• _Supplied material_
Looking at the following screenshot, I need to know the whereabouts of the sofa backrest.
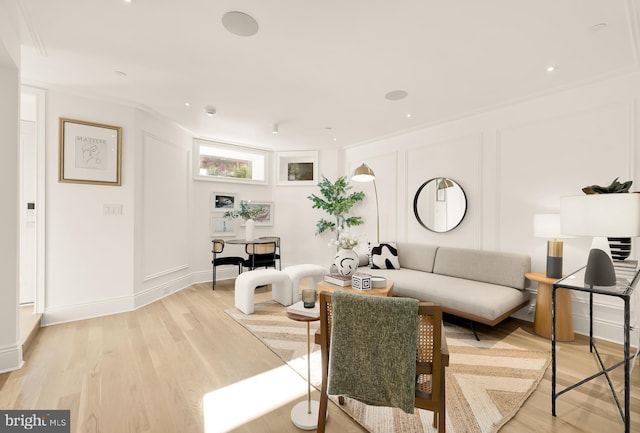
[397,242,438,272]
[433,247,531,289]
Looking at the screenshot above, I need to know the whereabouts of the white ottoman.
[282,265,329,303]
[235,269,292,314]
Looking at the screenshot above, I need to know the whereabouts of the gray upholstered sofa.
[358,242,531,326]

• _What needs to be done_
Rewrite all the items above, substituting "location" for every "whereabouts" and leaving everything else unchanged. Omit the pictures.

• _Answer to the task_
Looking at the following screenshot, I need to know the location of the sofa backrest.
[397,242,438,272]
[433,247,531,289]
Looking at the screenshot above, I need to know the location of the white ottoman.
[282,265,329,303]
[235,269,292,314]
Looking at the screenshot above, I need to know the location of the gray upholstered sofa.
[358,242,531,326]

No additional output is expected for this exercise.